(Collected data)

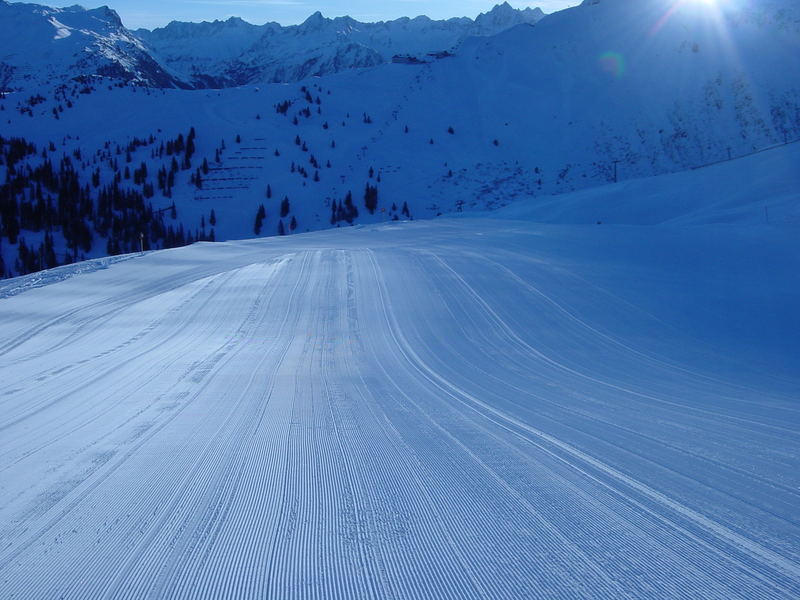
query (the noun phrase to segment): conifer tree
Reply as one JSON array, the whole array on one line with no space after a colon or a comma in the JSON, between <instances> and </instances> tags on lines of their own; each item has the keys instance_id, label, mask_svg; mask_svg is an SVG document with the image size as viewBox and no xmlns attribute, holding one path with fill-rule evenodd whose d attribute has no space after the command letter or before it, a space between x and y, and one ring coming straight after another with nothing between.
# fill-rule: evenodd
<instances>
[{"instance_id":1,"label":"conifer tree","mask_svg":"<svg viewBox=\"0 0 800 600\"><path fill-rule=\"evenodd\" d=\"M372 186L367 183L364 190L364 206L367 207L369 214L375 214L375 209L378 207L378 187Z\"/></svg>"},{"instance_id":2,"label":"conifer tree","mask_svg":"<svg viewBox=\"0 0 800 600\"><path fill-rule=\"evenodd\" d=\"M189 133L189 137L186 140L186 152L185 152L185 159L184 162L187 165L192 164L192 156L194 156L194 127L192 127L192 131Z\"/></svg>"},{"instance_id":3,"label":"conifer tree","mask_svg":"<svg viewBox=\"0 0 800 600\"><path fill-rule=\"evenodd\" d=\"M43 268L52 269L53 267L58 266L58 259L56 258L56 252L53 244L52 234L49 233L44 234L44 251L42 252L42 255L45 263L43 265ZM2 277L1 274L0 277Z\"/></svg>"},{"instance_id":4,"label":"conifer tree","mask_svg":"<svg viewBox=\"0 0 800 600\"><path fill-rule=\"evenodd\" d=\"M258 207L258 212L256 213L256 223L253 227L253 231L256 235L261 235L261 227L264 224L264 219L267 218L267 211L264 209L264 205L261 204Z\"/></svg>"}]
</instances>

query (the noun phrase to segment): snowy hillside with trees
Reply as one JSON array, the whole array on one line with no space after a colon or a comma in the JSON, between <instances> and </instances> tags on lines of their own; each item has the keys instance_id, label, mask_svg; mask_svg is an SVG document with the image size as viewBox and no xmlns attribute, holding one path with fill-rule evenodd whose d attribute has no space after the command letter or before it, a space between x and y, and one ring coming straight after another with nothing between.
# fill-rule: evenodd
<instances>
[{"instance_id":1,"label":"snowy hillside with trees","mask_svg":"<svg viewBox=\"0 0 800 600\"><path fill-rule=\"evenodd\" d=\"M521 198L553 205L745 156L800 137L800 53L786 50L797 39L791 2L606 0L454 55L288 85L78 78L6 93L5 274Z\"/></svg>"}]
</instances>

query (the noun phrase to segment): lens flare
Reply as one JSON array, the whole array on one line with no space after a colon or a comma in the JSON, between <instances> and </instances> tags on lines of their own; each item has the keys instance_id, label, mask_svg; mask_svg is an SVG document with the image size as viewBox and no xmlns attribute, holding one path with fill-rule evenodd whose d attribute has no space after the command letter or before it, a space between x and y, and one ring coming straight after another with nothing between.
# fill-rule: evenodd
<instances>
[{"instance_id":1,"label":"lens flare","mask_svg":"<svg viewBox=\"0 0 800 600\"><path fill-rule=\"evenodd\" d=\"M600 68L613 75L616 79L625 74L625 59L619 52L603 52L597 60L600 63Z\"/></svg>"}]
</instances>

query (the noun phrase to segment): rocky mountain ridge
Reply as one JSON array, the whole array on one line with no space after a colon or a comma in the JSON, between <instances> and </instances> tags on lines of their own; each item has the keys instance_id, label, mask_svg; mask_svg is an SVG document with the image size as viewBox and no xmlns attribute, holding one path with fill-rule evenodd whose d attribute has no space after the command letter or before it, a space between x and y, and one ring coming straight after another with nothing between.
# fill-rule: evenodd
<instances>
[{"instance_id":1,"label":"rocky mountain ridge","mask_svg":"<svg viewBox=\"0 0 800 600\"><path fill-rule=\"evenodd\" d=\"M397 54L452 49L544 17L508 3L476 19L428 17L361 23L311 15L300 25L239 18L127 29L107 6L51 8L0 0L0 90L85 77L159 88L225 88L299 81L389 62Z\"/></svg>"}]
</instances>

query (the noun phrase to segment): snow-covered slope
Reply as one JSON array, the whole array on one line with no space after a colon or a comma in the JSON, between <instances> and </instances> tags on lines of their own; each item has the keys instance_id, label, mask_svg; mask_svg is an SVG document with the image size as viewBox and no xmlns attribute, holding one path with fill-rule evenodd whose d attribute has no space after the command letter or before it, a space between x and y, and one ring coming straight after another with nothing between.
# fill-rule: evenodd
<instances>
[{"instance_id":1,"label":"snow-covered slope","mask_svg":"<svg viewBox=\"0 0 800 600\"><path fill-rule=\"evenodd\" d=\"M251 25L241 19L213 23L173 22L136 31L153 55L199 87L298 81L312 75L371 67L395 55L423 59L451 50L474 35L494 35L544 17L540 9L516 10L503 3L474 21L434 21L420 16L379 23L350 17L328 19L317 12L297 26Z\"/></svg>"},{"instance_id":2,"label":"snow-covered slope","mask_svg":"<svg viewBox=\"0 0 800 600\"><path fill-rule=\"evenodd\" d=\"M738 160L516 202L498 218L540 223L800 225L800 143Z\"/></svg>"},{"instance_id":3,"label":"snow-covered slope","mask_svg":"<svg viewBox=\"0 0 800 600\"><path fill-rule=\"evenodd\" d=\"M4 269L231 240L0 282L2 599L800 597L797 11L726 6L0 100Z\"/></svg>"},{"instance_id":4,"label":"snow-covered slope","mask_svg":"<svg viewBox=\"0 0 800 600\"><path fill-rule=\"evenodd\" d=\"M473 40L458 77L492 107L485 121L503 114L524 132L510 140L518 155L557 157L565 179L611 179L614 161L630 177L796 139L798 43L733 3L598 0Z\"/></svg>"},{"instance_id":5,"label":"snow-covered slope","mask_svg":"<svg viewBox=\"0 0 800 600\"><path fill-rule=\"evenodd\" d=\"M0 92L94 75L156 87L177 83L107 6L0 0Z\"/></svg>"},{"instance_id":6,"label":"snow-covered slope","mask_svg":"<svg viewBox=\"0 0 800 600\"><path fill-rule=\"evenodd\" d=\"M4 598L800 595L796 229L97 266L0 287Z\"/></svg>"}]
</instances>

AIM OF THE TASK:
Each record must be repeated verbatim, and no picture may appear in the copy.

COMPLETED EXERCISE:
query (the noun phrase to segment): conifer tree
Reply as one JSON array, the whole array on one line with no space after a colon or a comma in the JSON, between <instances> and </instances> tags on lines of their own; each item has the keys instance_id, label, mask_svg; mask_svg is an SVG document with the image size as viewBox and no xmlns attribute, holding one path with fill-rule evenodd whose d attribute has no space after the command letter or before it, a space between x and y, and one ring coming straight after another with nothing between.
# fill-rule: evenodd
<instances>
[{"instance_id":1,"label":"conifer tree","mask_svg":"<svg viewBox=\"0 0 800 600\"><path fill-rule=\"evenodd\" d=\"M372 186L367 183L364 190L364 206L367 207L369 214L375 214L375 209L378 207L378 187Z\"/></svg>"},{"instance_id":2,"label":"conifer tree","mask_svg":"<svg viewBox=\"0 0 800 600\"><path fill-rule=\"evenodd\" d=\"M189 133L189 137L186 140L186 152L185 152L185 159L184 162L187 165L192 164L192 156L194 156L194 127L192 127L192 131Z\"/></svg>"},{"instance_id":3,"label":"conifer tree","mask_svg":"<svg viewBox=\"0 0 800 600\"><path fill-rule=\"evenodd\" d=\"M43 268L52 269L53 267L58 266L58 259L56 258L56 252L53 244L52 234L49 233L44 234L44 251L42 252L42 255L45 263L43 265ZM2 277L1 274L0 277Z\"/></svg>"},{"instance_id":4,"label":"conifer tree","mask_svg":"<svg viewBox=\"0 0 800 600\"><path fill-rule=\"evenodd\" d=\"M258 207L258 212L256 213L256 223L253 227L253 231L256 235L261 235L261 227L264 224L264 219L267 218L267 211L264 209L264 205L261 204Z\"/></svg>"}]
</instances>

query (the noun phrase to segment): snowy hillside with trees
Reply as one JSON array, the whole array on one line with no space after a colon or a comma in the JSON, between <instances> and </instances> tags on lines of their own; each item has the keys instance_id, label, mask_svg; mask_svg is an SVG document with the image size as viewBox and no xmlns attribute, holding one path with fill-rule evenodd whose d attribute has no space after the command letter or before it, a space between x and y, and one ring coming straight after another with nothing between.
# fill-rule: evenodd
<instances>
[{"instance_id":1,"label":"snowy hillside with trees","mask_svg":"<svg viewBox=\"0 0 800 600\"><path fill-rule=\"evenodd\" d=\"M521 198L553 205L745 156L800 137L800 53L786 50L797 39L791 2L606 0L454 55L288 85L78 78L6 93L5 274Z\"/></svg>"}]
</instances>

query (the noun phrase to segment): lens flare
Reply as one JSON array, the whole array on one line with no space after a colon or a comma in the JSON, between <instances> and </instances> tags on lines of their own; each item has the keys instance_id, label, mask_svg; mask_svg is an SVG document with the image size as viewBox and no xmlns attribute, holding one path with fill-rule evenodd whose d attribute has no space after the command letter or before it, a space between x and y, and one ring coming straight after another with nothing between.
# fill-rule: evenodd
<instances>
[{"instance_id":1,"label":"lens flare","mask_svg":"<svg viewBox=\"0 0 800 600\"><path fill-rule=\"evenodd\" d=\"M600 68L613 75L616 79L625 74L625 59L619 52L603 52L597 60L600 63Z\"/></svg>"}]
</instances>

query (the noun phrase to segment): rocky mountain ridge
Reply as one JSON array, the whole array on one line with no space after a colon or a comma in the JSON, between <instances> and </instances> tags on lines of their own; each item has the keys instance_id, label, mask_svg; mask_svg is an SVG document with the image size as viewBox and no xmlns attribute, holding one path with fill-rule evenodd whose d attribute has no space after the command letter or before it, a space between x and y, and one ring coming straight after another with nothing between.
# fill-rule: evenodd
<instances>
[{"instance_id":1,"label":"rocky mountain ridge","mask_svg":"<svg viewBox=\"0 0 800 600\"><path fill-rule=\"evenodd\" d=\"M397 54L452 49L544 17L508 3L476 19L428 17L361 23L311 15L300 25L239 18L127 29L107 6L51 8L0 0L0 90L85 77L159 88L225 88L299 81L389 62Z\"/></svg>"}]
</instances>

query (the noun phrase to segment): snow-covered slope
Reply as one JSON array, the whole array on one line with no space after a colon or a comma in the JSON, between <instances> and </instances> tags on lines of their own; each item has the keys instance_id, label, mask_svg; mask_svg is an SVG document with the image size as viewBox and no xmlns attribute, holding one path with fill-rule evenodd whose d attribute has no space after the command letter or before it, a space between x and y, and one ring coming straight after another with nothing between.
# fill-rule: evenodd
<instances>
[{"instance_id":1,"label":"snow-covered slope","mask_svg":"<svg viewBox=\"0 0 800 600\"><path fill-rule=\"evenodd\" d=\"M251 25L241 19L213 23L173 22L136 31L153 55L199 87L298 81L312 75L371 67L395 55L423 59L451 50L474 35L494 35L544 17L540 9L516 10L503 3L474 21L434 21L420 16L379 23L350 17L328 19L317 12L297 26Z\"/></svg>"},{"instance_id":2,"label":"snow-covered slope","mask_svg":"<svg viewBox=\"0 0 800 600\"><path fill-rule=\"evenodd\" d=\"M738 160L516 202L498 218L540 223L800 225L800 143Z\"/></svg>"},{"instance_id":3,"label":"snow-covered slope","mask_svg":"<svg viewBox=\"0 0 800 600\"><path fill-rule=\"evenodd\" d=\"M4 269L231 240L0 282L2 599L800 597L797 11L726 6L0 100Z\"/></svg>"},{"instance_id":4,"label":"snow-covered slope","mask_svg":"<svg viewBox=\"0 0 800 600\"><path fill-rule=\"evenodd\" d=\"M473 40L458 77L492 107L485 121L503 114L524 132L510 140L518 155L557 157L565 179L611 179L614 161L630 177L796 139L798 43L733 3L598 0Z\"/></svg>"},{"instance_id":5,"label":"snow-covered slope","mask_svg":"<svg viewBox=\"0 0 800 600\"><path fill-rule=\"evenodd\" d=\"M0 92L94 75L156 87L177 83L107 6L0 0Z\"/></svg>"},{"instance_id":6,"label":"snow-covered slope","mask_svg":"<svg viewBox=\"0 0 800 600\"><path fill-rule=\"evenodd\" d=\"M4 598L800 595L796 229L97 266L0 287Z\"/></svg>"}]
</instances>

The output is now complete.